((

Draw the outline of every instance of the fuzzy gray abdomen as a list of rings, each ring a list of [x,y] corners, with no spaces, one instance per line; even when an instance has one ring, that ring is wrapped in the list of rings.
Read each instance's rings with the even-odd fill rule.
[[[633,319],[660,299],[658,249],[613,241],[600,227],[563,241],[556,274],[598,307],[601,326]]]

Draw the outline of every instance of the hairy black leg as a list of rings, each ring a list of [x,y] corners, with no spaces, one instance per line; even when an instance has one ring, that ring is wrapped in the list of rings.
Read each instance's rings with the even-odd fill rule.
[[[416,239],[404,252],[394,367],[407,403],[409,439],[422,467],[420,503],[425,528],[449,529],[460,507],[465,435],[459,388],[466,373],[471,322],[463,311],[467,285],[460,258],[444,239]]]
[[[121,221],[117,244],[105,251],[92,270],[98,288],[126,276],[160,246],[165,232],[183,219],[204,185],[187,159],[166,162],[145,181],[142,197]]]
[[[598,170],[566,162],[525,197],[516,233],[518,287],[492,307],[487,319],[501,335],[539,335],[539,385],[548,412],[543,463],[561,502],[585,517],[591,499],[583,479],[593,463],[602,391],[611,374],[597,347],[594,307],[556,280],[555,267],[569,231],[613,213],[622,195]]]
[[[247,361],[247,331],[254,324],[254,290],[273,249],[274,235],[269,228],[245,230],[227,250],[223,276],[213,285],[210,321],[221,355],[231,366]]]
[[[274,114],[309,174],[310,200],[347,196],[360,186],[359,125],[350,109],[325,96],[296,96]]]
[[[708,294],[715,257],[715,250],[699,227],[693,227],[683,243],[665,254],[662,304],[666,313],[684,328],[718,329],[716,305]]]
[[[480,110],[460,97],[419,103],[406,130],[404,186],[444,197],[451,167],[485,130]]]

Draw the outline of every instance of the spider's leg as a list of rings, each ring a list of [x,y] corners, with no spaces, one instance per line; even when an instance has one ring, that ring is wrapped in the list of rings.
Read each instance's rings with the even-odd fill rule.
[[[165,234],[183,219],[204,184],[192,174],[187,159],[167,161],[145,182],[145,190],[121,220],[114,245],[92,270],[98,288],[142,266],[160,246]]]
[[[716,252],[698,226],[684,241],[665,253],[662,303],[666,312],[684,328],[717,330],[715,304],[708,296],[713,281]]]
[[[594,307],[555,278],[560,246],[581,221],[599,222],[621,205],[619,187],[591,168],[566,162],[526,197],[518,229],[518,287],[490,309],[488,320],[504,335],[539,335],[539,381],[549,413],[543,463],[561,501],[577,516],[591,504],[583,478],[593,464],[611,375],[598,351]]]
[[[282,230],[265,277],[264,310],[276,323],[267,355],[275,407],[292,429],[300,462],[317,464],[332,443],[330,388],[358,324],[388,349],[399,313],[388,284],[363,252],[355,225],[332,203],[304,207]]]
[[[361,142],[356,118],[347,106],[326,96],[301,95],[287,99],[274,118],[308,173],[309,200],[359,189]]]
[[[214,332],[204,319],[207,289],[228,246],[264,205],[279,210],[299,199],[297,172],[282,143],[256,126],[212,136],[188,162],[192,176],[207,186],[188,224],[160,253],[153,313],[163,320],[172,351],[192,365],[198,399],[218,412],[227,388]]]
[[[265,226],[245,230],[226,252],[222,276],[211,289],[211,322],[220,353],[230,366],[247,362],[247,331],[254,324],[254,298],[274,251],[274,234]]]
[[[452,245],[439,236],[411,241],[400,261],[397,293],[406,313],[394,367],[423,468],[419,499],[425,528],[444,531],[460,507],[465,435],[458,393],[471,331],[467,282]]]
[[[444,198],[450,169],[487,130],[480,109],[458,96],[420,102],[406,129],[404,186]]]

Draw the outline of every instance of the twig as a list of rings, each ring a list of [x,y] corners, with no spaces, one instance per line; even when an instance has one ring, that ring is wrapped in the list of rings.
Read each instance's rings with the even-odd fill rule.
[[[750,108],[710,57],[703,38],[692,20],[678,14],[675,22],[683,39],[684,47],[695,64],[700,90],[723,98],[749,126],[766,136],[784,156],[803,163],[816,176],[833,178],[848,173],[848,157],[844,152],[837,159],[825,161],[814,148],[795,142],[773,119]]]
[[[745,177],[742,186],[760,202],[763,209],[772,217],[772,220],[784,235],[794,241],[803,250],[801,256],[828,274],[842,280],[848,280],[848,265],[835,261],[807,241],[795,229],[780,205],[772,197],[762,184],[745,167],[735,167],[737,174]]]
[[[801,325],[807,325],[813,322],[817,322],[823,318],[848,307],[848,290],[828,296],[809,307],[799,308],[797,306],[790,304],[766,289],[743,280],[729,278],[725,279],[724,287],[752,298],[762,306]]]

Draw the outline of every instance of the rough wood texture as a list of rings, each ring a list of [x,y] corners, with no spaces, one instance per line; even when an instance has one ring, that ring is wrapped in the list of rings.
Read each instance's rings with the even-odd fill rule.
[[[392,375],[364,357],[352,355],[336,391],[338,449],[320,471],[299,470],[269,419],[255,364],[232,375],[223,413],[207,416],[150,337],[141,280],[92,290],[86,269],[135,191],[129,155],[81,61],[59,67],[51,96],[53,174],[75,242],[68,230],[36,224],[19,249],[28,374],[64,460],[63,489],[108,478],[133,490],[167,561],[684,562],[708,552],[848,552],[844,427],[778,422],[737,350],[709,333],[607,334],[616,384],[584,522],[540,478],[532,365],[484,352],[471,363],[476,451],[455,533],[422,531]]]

))

Render all of the lines above as a two-column CSV with the headers label_text and polygons. Make one row for each set of outlines, with the wording that asks for the set in label_text and the outlines in polygons, each field quoted and its line breaks turned into spaces.

label_text,polygons
"Draw the outline of every instance of the fuzzy gray abdomen as a list of rings, each ring a list of [x,y] corners, with no spaces, one instance per line; even when an instance has one ring, that ring is wrapped in the list of rings. Read each instance's rings with the even-odd fill rule.","[[[633,319],[660,299],[658,249],[613,241],[600,227],[563,241],[556,274],[598,307],[601,326]]]"
"Draw the outline of every instance of the hairy black leg as a list of rings, each ring a list of [x,y] corners, with no spaces, one instance per line; even when an instance has one ring, that ring is wrapped in the list of rings. Read each instance's rings with the even-odd fill rule.","[[[416,239],[404,252],[394,367],[407,403],[409,439],[422,467],[420,503],[425,528],[449,529],[460,507],[465,435],[459,388],[466,373],[471,322],[463,311],[467,285],[460,258],[444,239]]] [[[121,221],[117,244],[105,251],[92,270],[98,288],[126,276],[160,246],[165,232],[183,219],[204,185],[187,159],[166,162],[145,181],[142,197]]] [[[598,170],[566,162],[525,197],[516,233],[518,287],[492,307],[487,319],[501,335],[539,335],[539,385],[548,412],[543,463],[561,502],[585,517],[591,499],[583,479],[593,463],[602,391],[611,374],[597,347],[594,307],[556,280],[555,267],[569,231],[613,213],[622,195]]] [[[247,361],[247,331],[254,324],[254,290],[273,249],[274,235],[269,228],[245,230],[227,250],[223,276],[213,285],[210,321],[221,355],[231,366]]] [[[274,114],[309,174],[310,200],[347,196],[360,186],[359,125],[350,109],[325,96],[296,96]]] [[[708,294],[715,257],[715,250],[699,227],[693,227],[683,243],[665,254],[662,304],[666,313],[684,328],[718,329],[716,305]]] [[[480,110],[460,97],[419,103],[406,130],[404,186],[444,197],[451,167],[485,130]]]"
"Draw the outline of every instance of the spider's leg as a list of rings, each ring a list of [x,y] corners, with no spaces, one instance per line; even when an instance has one ring, that ring is wrapped in the list of rings. Read each instance's rings with the even-odd fill rule.","[[[165,234],[183,219],[204,184],[192,174],[187,159],[167,161],[145,182],[145,190],[121,220],[114,245],[92,270],[98,288],[142,266],[160,246]]] [[[716,252],[698,226],[684,241],[665,253],[662,303],[666,312],[684,328],[717,330],[715,304],[708,296],[713,281]]] [[[594,307],[555,278],[560,246],[581,221],[599,222],[621,205],[619,187],[591,168],[566,162],[526,197],[518,229],[518,287],[490,309],[488,320],[504,335],[539,335],[539,381],[549,413],[543,463],[561,501],[577,516],[591,504],[583,478],[593,464],[611,375],[598,351]]] [[[282,230],[265,277],[264,310],[276,323],[267,355],[275,407],[292,429],[300,462],[317,464],[332,443],[330,388],[358,324],[388,349],[399,313],[388,284],[363,252],[355,225],[332,203],[304,207]]] [[[361,142],[356,118],[347,106],[326,96],[301,95],[287,99],[274,118],[308,173],[309,200],[359,189]]] [[[214,332],[204,319],[207,289],[228,246],[264,205],[279,210],[299,199],[297,172],[282,143],[256,126],[212,136],[188,162],[192,176],[207,186],[188,224],[160,253],[153,313],[163,320],[172,351],[192,365],[198,399],[218,412],[227,388]]] [[[265,226],[245,230],[226,252],[222,276],[211,289],[211,322],[220,353],[230,366],[247,362],[247,331],[254,324],[254,298],[274,251],[274,234]]] [[[452,245],[439,236],[411,241],[400,261],[397,293],[406,313],[394,367],[423,468],[419,499],[425,528],[444,531],[460,507],[465,435],[458,393],[471,331],[467,282]]] [[[444,198],[450,169],[487,130],[480,109],[458,96],[420,102],[406,129],[404,186]]]"
"Draw the outline of every instance of the twig as a list of rings, each ring a list of [x,y] corners, with no spaces, one instance per line; even when an instance has one ring, that ring is wrapped in the list of rings. Read each instance's rings with the even-odd fill rule.","[[[750,108],[710,57],[703,38],[692,20],[678,14],[675,22],[683,39],[684,47],[695,64],[700,90],[723,98],[749,126],[766,136],[784,156],[803,163],[816,176],[833,178],[848,173],[848,157],[844,152],[837,159],[825,161],[814,148],[795,142],[773,119]]] [[[745,177],[742,186],[760,202],[763,209],[772,217],[772,220],[784,235],[794,241],[803,250],[801,256],[828,274],[842,280],[848,280],[848,265],[835,261],[807,241],[795,229],[780,205],[772,197],[762,184],[745,167],[735,167],[737,174]]] [[[801,325],[807,325],[813,322],[817,322],[823,318],[848,307],[848,290],[828,296],[809,307],[799,308],[797,306],[790,304],[766,289],[743,280],[729,278],[725,279],[724,287],[752,298],[762,306]]]"
"Draw the outline of every instance of the rough wood texture as a list of rings, each ring a list of [x,y] corners, with no spaces, one instance per line; even when an instance has one ring, that ring is wrapped in the list of rings. Read each instance's rings with the even-odd fill rule.","[[[392,375],[364,357],[352,355],[336,391],[338,449],[320,471],[299,470],[269,419],[255,364],[232,375],[223,413],[207,416],[150,337],[141,280],[92,290],[86,269],[135,191],[129,155],[81,61],[59,67],[51,96],[53,174],[75,242],[68,230],[36,224],[19,249],[28,374],[64,460],[63,489],[108,478],[133,490],[167,561],[684,562],[708,552],[848,552],[844,427],[778,422],[737,350],[709,333],[607,334],[616,384],[584,522],[540,478],[532,365],[484,352],[471,363],[476,451],[455,533],[422,531]]]"